## EXCERPT PROVIDED
The ranking system 1010 provides a score for each learning resource and plan in the catalog 710 based on information received from the recommender system 715. In some embodiments, the ranking system 1010 uses a machine learning system such as a neural network to provide the scores. Different types of such neural networks include feed-forward networks, convolutional networks, recurrent networks, regulatory feedback networks, radial basis function networks, long-short term memory (LSTM) networks, and Neural Turing Machines (NTM). See He, Kaiming, Zhang, Xiangyu, Ren, Shaoqing, and Sun, Jian, “Deep Residual Learning for Image Recognition,” arXiv preprint arXiv: 1512.03385, 2015, incorporated herein by reference.
The filtering system 1015 uses the score for each plan from the ranking system 1010 and returns an ordered set of plans according to the user preferences (e.g., as specified in the user profile 210). The plan generator 705 uses the ordered set of plans to select the plan 720 to provide to the user.
FIG. 11 conceptually illustrates the semantic reasoner 1005 of some embodiments. As noted above, the semantic reasoner 1005 uses the list of topics 610 and the users' progression status (e.g. progress reports 410) to automatically create plans 720 based on the users' needs. The semantic reasoner 1005 uses the progress reports 410 to select existing plans 1105 from the catalog 710 with a high success rate. The resources in these existing plans 1105 are also selected automatically in some embodiments. In addition, the semantic reasoner 1005 also selects resources 1110 from the catalog 710 based on the list of topics 610, since the resources are indexed by topic.
The semantic reasoner 1005 includes in some embodiments a topic modeler 1115, which uses the selected existing plans 1105 and the selected resources 1110 to determine which are the best plans and resources 1120 to use for learning, for the given list of topics 610. FIG. 12 conceptually illustrates how in some embodiments, the topic modeler 1115 uses a topic model to determine the best plans and resources 1120 for learning a given list of topics 610.
In machine learning and natural language processing, a topic model is a type of statistical model for discovering the abstract “topics” that occur in a collection of documents. Topic modeling is a frequently used text-mining tool for discovery of hidden semantic structures in a text body. Intuitively, given that a document is about a particular topic, one would expect particular words to appear in the document more or less frequently: “dog” and “bone” will appear more often in documents about dogs, “cat” and “meow” will appear in documents about cats, and “the” and “is” will appear approximately equally in both. A document typically concerns multiple topics in different proportions; thus, in a document that is 10% about cats and 90% about dogs, there would probably be about 9 times more dog words than cat words. The “topics” produced by topic modeling techniques are clusters of similar words. A topic model captures this intuition in a mathematical framework, which allows examining a set of documents and discovering, based on the statistics of the words in each, what the topics might be and what each document's balance of topics is. In other words, the topic model describes the aggregate similarity of each resource and plan to every other resource and plan, based on the analysis of keywords and resulting inference of the topics.

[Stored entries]
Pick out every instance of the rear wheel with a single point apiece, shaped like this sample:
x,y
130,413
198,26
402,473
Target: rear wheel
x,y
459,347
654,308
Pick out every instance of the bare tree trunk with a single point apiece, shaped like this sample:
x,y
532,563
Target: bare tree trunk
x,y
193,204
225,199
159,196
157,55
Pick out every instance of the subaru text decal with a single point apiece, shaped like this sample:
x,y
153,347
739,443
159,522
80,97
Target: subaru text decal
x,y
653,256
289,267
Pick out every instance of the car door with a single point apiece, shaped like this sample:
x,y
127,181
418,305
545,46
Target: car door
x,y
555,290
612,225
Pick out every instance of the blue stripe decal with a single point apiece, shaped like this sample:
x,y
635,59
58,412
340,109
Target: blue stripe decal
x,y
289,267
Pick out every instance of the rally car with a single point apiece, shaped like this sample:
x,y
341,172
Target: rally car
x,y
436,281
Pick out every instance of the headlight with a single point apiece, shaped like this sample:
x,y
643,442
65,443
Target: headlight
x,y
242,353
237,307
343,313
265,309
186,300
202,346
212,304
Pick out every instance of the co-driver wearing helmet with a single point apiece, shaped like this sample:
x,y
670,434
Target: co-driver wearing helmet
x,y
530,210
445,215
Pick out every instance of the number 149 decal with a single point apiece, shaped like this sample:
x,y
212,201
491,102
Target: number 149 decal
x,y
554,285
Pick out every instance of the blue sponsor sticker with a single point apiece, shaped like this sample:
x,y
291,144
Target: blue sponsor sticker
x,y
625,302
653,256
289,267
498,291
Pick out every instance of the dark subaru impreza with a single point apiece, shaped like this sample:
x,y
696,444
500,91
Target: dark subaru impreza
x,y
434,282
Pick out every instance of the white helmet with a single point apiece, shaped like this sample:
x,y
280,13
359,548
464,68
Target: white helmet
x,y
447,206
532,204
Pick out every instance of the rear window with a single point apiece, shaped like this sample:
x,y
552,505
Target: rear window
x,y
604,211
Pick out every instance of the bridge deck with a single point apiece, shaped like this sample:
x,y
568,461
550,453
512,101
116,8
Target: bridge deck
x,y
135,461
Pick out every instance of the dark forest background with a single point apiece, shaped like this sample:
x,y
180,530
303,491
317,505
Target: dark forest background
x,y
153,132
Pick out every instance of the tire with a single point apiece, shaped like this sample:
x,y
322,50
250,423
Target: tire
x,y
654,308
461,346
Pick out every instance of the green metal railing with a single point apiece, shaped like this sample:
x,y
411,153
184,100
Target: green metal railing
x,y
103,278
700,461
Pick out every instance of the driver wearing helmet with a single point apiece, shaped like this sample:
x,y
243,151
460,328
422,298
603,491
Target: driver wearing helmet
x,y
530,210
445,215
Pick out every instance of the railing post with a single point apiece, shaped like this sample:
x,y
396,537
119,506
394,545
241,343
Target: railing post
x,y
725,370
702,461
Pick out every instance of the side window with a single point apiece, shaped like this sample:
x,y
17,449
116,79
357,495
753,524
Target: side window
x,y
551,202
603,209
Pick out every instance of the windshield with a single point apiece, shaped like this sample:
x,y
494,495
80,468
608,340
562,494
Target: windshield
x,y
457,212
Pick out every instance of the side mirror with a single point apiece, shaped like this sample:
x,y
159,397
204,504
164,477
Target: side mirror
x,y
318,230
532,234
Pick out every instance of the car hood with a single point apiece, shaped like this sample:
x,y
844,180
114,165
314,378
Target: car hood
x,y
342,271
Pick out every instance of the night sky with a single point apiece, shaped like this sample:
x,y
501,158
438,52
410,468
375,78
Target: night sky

## GOAL
For each statement, say whether it agrees with the excerpt on plan generation, answering yes or no and quoting the words of the excerpt that decide it. 1. The filtering system returns plans ordered according to the user preferences. 2. The semantic reasoner selects resources from the catalog without regard to topic. 3. A document that is 10% about cats and 90% about dogs would probably contain about 9 times more dog words than cat words. The stored entries are separate material and are not part of the excerpt on plan generation.

## SOLUTION FOR THIS EXERCISE
1. Yes: "returns an ordered set of plans according to the user preferences"
2. No: "selects resources 1110 from the catalog 710 based on the list of topics 610"
3. Yes: "there would probably be about 9 times more dog words than cat words"